▶ _INSTRUÇÃO A_
No texto sobre a busca de ativos na execução, o trecho atribuído a Machado afirma que a averbação premonitória também alcança as CVMs. Explique, em uma a três frases, por que isso ocorre.

A Busca de Ativos no Processo de Execução, o Sistema Financeiro Nacional e a Revolução Digital


12/03/2020 às 07h44
Por Frozi e Pessi Escritório de Advocacia

Cada vez mais é necessário que operador do direito esteja a par do funcionamento do sistema financeiro nacional, das fitechs e dos instrumentos trazidos pela quarta revolução industrial, para que tenha êxito na busca de ativos do devedor.

 

                        Um problema recorrente no cotidiano judicial é ver a execução frustrada por ocultação de bens pelo devedor, após dispendioso e moroso processo de conhecimento; o famoso ganha mais não leva.

                        O conhecimento do sistema financeiro nacional e os avanços tecnológicos, com o surgimento de diversas fintechs traz, sem dúvida, maior efetividade às execuções, sejam de títulos judiciais ou extrajudiciais, proporcionando ao operador do direito a instrumentalização de medidas mais adequadas e certeiras.

Marcus Vinícius Rios Gonçalves afirma que (ipsis literis): “A busca e apreensão de coisas têm caráter subsidiário em relação ao arresto e sequestro. Será deferida a apreensão judicial da coisa, por meio de busca e apreensão, desde que não estejam preenchidos os pressupostos para a concessão do arresto e do sequestro, caso em que o interessado deverá valer-se dessas medidas”[1].

Ainda, o professor Araken de Assis ensina que (ipsis verbis): “Individualmente, a nota comum dos atos executivos recai no deslocamento coativo, abrangendo pessoas e coisas, e, no caso de se destinarem à satisfação do direito, na transferência, também forçada, de bens para outro círculo patrimonial”[2].

Sobre bens imóveis, Liberato Póvoa, afirma que (ipsis verbis) “Não existem controvérsias doutrinárias acerca da busca e apreensão, e os autores comungam o entendimento de que ela consiste de dois atos: procurar e apreender a coisa móvel ou a pessoa, sendo inaplicável a medida a qualquer bem imóvel. Neste último caso, as medidas específicas são o arresto e o sequestro”[3].

                       Nessa dinâmica, os instrumentos convencionais como bacenjud, renajud e infojud, utilizados largamente na busca de ativos, não parecem atingir a total profundeza do sistema financeiro nacional, tornando-se cada vez mais ineficientes.

                       São inúmeras as formas de ocultação ou desviado de ativos pelo devedor, através de meios como: transferência de bens para terceiros -laranjas-, bens pessoais desviados para uma pessoa jurídica, quando há patente fraude contra credores ou execução, confusão de bens entre uma pessoa física e uma jurídica, mistura e ocultação de patrimônio entre grandes grupos econômicos, e mais recentemente, a ocultação de patrimônio junto às novíssimas fintechs, onde podem ficar, em uma espécie de conta corrente, valores do devedor.

                       Nas situações de fraudes à execução, podem ser tomadas medidas protetivas como averbação premonitória, que dentre outros espécies de bens, também se estende, nas palavras de Machado “às CVMs para as ações das sociedades anônimas de capital aberto e debentures, em razão da obrigação dessas de realizar averbação por meio de certidão comprobatória do ajuizamento da execução (...)”[4].

▶ _TRECHOS DAS ENTRADAS_
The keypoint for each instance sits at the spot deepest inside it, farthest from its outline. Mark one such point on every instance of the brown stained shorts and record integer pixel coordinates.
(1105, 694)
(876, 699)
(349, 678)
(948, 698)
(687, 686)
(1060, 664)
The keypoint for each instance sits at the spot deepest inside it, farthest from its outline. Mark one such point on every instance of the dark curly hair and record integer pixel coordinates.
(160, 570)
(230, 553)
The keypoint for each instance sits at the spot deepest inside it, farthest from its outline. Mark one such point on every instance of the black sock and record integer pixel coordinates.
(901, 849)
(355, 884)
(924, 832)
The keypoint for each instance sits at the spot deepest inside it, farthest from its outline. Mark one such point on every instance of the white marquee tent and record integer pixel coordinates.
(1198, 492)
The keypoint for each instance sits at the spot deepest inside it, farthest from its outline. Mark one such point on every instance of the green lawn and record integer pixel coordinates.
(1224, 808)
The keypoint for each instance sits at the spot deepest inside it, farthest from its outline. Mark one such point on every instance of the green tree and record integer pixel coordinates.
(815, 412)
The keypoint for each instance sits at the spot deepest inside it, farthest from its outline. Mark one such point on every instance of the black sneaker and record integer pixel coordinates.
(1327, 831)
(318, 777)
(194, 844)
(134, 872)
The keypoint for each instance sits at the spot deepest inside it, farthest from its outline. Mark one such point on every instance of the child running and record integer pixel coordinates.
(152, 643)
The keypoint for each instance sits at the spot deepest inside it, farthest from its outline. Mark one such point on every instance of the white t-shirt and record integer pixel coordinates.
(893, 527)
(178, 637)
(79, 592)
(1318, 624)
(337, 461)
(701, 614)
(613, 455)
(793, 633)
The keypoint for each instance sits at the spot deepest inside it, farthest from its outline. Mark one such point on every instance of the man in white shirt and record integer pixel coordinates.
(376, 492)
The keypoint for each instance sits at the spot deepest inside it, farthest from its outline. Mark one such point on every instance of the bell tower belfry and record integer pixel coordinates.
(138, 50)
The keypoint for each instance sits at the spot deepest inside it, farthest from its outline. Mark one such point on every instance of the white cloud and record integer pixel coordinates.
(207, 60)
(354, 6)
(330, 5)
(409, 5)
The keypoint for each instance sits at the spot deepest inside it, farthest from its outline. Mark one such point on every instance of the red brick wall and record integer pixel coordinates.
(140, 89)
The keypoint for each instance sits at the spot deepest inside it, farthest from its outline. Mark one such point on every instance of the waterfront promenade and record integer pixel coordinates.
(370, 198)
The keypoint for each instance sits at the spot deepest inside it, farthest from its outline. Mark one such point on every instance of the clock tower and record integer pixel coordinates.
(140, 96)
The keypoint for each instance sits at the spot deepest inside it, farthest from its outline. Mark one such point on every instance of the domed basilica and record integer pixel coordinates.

▶ _INSTRUÇÃO B_
Informe quantas linhas das entradas contêm a palavra "domed", diferenciando maiúsculas de minúsculas. Responda somente com o número.

▶ _RESPOSTA ESCRITA A_
A averbação premonitória se estende às CVMs, no caso das ações das sociedades anônimas de capital aberto e das debêntures, em razão da obrigação dessas entidades de realizar averbação por meio de certidão comprobatória do ajuizamento da execução.

▶ _RESPOSTA ESCRITA B_
1